УСЛОВИЕ ЗАДАНИЯ :: Перенесите в JSON-список строки ниже, начиная со строки, в которой есть "the tractor front", и до самой последней включительно. Каждая строка должна стать отдельным значением списка, пустые строки пропустите.

СТРОКИ НАБОРА ДАННЫХ ::
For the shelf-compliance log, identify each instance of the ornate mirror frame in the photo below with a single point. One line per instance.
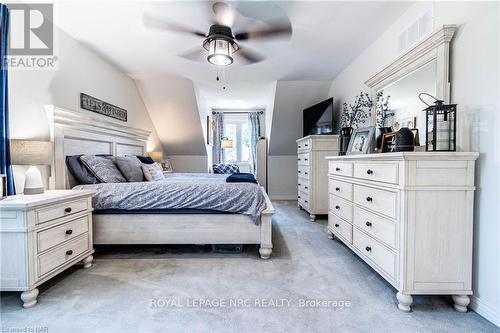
(434, 47)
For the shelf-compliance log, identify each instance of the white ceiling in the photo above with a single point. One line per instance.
(326, 36)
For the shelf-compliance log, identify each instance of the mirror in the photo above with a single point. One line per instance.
(423, 68)
(404, 101)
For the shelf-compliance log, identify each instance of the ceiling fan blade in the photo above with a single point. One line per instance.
(195, 54)
(224, 14)
(281, 29)
(156, 23)
(249, 56)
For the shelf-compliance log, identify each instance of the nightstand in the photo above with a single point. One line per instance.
(41, 236)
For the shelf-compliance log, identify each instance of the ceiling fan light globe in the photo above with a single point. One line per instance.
(220, 52)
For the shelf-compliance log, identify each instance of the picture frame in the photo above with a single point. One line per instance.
(388, 142)
(410, 122)
(166, 166)
(361, 141)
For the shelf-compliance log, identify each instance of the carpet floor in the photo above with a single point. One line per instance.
(311, 284)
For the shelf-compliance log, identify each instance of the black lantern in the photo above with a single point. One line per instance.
(440, 125)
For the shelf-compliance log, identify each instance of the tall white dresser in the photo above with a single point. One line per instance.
(410, 217)
(312, 193)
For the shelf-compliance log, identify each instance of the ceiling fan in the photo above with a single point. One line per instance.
(222, 43)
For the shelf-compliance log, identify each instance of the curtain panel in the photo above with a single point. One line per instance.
(5, 163)
(253, 118)
(218, 152)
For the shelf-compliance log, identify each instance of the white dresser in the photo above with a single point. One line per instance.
(410, 217)
(312, 171)
(41, 236)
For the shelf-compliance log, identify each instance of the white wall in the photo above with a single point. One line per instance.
(80, 70)
(475, 88)
(290, 99)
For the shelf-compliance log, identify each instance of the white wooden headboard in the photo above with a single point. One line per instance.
(81, 132)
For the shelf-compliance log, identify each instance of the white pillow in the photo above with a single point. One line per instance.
(152, 172)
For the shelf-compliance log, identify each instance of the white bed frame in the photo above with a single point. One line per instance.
(81, 132)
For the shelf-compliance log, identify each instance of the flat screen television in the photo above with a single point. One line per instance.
(320, 119)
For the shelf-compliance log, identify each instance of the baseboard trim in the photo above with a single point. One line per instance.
(283, 197)
(485, 310)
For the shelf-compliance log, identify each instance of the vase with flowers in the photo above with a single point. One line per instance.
(354, 115)
(384, 117)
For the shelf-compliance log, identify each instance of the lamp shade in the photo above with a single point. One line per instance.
(226, 143)
(29, 152)
(157, 156)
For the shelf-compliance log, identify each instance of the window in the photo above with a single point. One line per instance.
(237, 128)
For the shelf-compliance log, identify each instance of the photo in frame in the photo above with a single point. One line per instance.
(388, 142)
(361, 141)
(410, 122)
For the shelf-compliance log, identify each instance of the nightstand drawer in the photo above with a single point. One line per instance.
(61, 210)
(62, 254)
(62, 233)
(380, 172)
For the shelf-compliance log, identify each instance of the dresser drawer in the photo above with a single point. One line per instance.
(62, 254)
(340, 227)
(340, 168)
(304, 158)
(341, 189)
(380, 172)
(304, 144)
(303, 199)
(380, 201)
(303, 185)
(375, 252)
(341, 207)
(61, 210)
(378, 227)
(62, 233)
(303, 171)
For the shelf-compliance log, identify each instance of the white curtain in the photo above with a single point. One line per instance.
(253, 118)
(218, 152)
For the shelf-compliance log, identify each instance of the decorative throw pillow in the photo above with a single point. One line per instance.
(130, 167)
(145, 159)
(227, 168)
(152, 172)
(104, 169)
(79, 171)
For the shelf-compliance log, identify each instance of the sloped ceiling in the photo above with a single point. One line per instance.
(291, 98)
(173, 108)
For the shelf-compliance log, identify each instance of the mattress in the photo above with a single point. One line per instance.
(179, 191)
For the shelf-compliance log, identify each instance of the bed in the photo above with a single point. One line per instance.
(74, 133)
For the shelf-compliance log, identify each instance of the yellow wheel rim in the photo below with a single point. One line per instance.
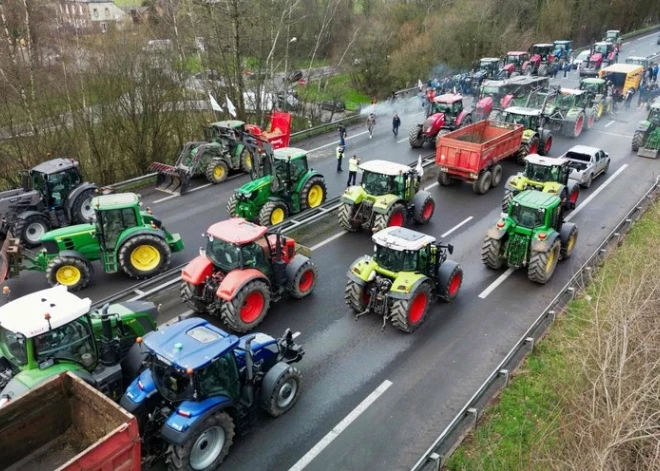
(68, 275)
(145, 258)
(277, 216)
(315, 196)
(218, 172)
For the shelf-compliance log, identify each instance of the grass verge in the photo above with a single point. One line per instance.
(586, 398)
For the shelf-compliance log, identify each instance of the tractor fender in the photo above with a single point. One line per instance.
(235, 280)
(270, 380)
(293, 266)
(544, 245)
(178, 428)
(197, 270)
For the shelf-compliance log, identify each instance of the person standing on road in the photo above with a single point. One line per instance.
(340, 157)
(352, 170)
(396, 122)
(371, 122)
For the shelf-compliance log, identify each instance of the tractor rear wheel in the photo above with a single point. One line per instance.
(190, 295)
(206, 448)
(216, 171)
(356, 296)
(30, 229)
(542, 265)
(248, 308)
(396, 216)
(491, 253)
(144, 256)
(408, 314)
(272, 213)
(313, 193)
(72, 272)
(82, 211)
(568, 237)
(346, 215)
(231, 205)
(304, 280)
(451, 278)
(415, 138)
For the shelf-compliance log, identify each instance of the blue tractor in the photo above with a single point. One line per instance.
(201, 384)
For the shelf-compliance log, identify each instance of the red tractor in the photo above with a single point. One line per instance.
(243, 269)
(445, 114)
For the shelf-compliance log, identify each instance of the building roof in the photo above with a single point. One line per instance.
(400, 238)
(236, 231)
(116, 201)
(191, 343)
(27, 315)
(384, 167)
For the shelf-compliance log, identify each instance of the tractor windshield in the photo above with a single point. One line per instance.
(72, 342)
(395, 260)
(528, 217)
(224, 255)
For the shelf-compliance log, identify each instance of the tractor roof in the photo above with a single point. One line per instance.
(116, 201)
(236, 231)
(384, 167)
(448, 98)
(191, 343)
(536, 199)
(290, 152)
(400, 238)
(545, 161)
(55, 166)
(27, 315)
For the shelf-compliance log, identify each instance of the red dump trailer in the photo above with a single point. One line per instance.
(66, 425)
(472, 153)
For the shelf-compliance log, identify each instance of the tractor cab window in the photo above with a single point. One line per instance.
(13, 347)
(72, 342)
(527, 217)
(224, 255)
(220, 377)
(396, 260)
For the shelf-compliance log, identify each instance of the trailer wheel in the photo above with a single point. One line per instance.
(206, 447)
(72, 272)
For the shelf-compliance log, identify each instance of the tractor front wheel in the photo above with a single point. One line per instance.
(72, 272)
(408, 314)
(248, 308)
(206, 448)
(144, 256)
(542, 265)
(216, 171)
(272, 213)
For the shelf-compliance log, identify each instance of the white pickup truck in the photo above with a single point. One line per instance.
(586, 163)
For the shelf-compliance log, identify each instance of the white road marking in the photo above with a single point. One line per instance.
(340, 427)
(457, 226)
(580, 207)
(327, 241)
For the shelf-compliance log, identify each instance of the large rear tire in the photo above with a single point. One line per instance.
(248, 308)
(206, 448)
(144, 255)
(408, 314)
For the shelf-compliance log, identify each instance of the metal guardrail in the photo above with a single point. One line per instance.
(168, 279)
(468, 417)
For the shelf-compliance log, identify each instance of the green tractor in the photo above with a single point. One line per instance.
(646, 140)
(282, 185)
(52, 331)
(546, 174)
(533, 234)
(407, 271)
(123, 237)
(388, 196)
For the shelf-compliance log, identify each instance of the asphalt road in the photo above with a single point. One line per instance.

ОТВЕТ К ЗАДАНИЮ ::
[
  "For the shelf-compliance log, identify each instance of the tractor front wheel in the photo above with a single point. One line per instance.",
  "(72, 272)",
  "(408, 314)",
  "(248, 308)",
  "(206, 448)",
  "(144, 256)",
  "(542, 265)",
  "(216, 171)",
  "(272, 213)",
  "For the shelf-compliance log, identify each instance of the white pickup truck in the photo above with a single point. One line per instance.",
  "(586, 163)",
  "For the shelf-compliance log, identify each instance of the white road marking in the photo above with a single point. One line per instance.",
  "(340, 427)",
  "(457, 226)",
  "(580, 207)",
  "(327, 241)",
  "For the shelf-compliance log, identify each instance of the large rear tire in the photo above with a single point. One line per instance.",
  "(248, 308)",
  "(206, 448)",
  "(144, 255)",
  "(408, 314)",
  "For the shelf-compliance log, identify each instance of the metal guardrail in the photo above with a single point. One line per instance.",
  "(168, 279)",
  "(468, 417)",
  "For the shelf-compliance log, identify each instance of the green tractor in the photo above with a single point. One line per instance.",
  "(646, 140)",
  "(282, 185)",
  "(52, 331)",
  "(546, 174)",
  "(533, 234)",
  "(407, 271)",
  "(123, 237)",
  "(388, 196)",
  "For the shelf-compliance log, identify each instance of the asphalt road in the photo above with a single point. One line per instance."
]